**What the exercise asks:**
Look through the entries below for the line that contains "Instruction: identify the white", then set down that line and each one after it exactly, through the last.
··· Information shown
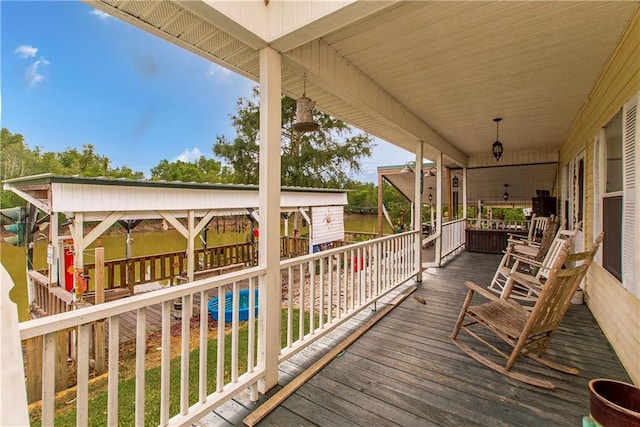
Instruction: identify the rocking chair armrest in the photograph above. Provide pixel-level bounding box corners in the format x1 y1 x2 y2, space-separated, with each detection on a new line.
507 235 533 245
508 271 543 292
466 281 500 301
508 252 544 268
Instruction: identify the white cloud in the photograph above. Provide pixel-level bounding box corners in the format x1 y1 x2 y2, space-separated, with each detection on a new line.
206 63 232 81
25 57 50 88
90 9 112 20
174 148 203 163
15 45 37 59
······
**Result:**
Instruction: identify the white cloud in the photograph above. Provide pixel-level bounding box corners in the format x1 y1 x2 y2, space-separated, with each detection on a new line.
206 63 232 81
25 57 50 88
90 9 112 20
174 148 203 163
15 45 37 59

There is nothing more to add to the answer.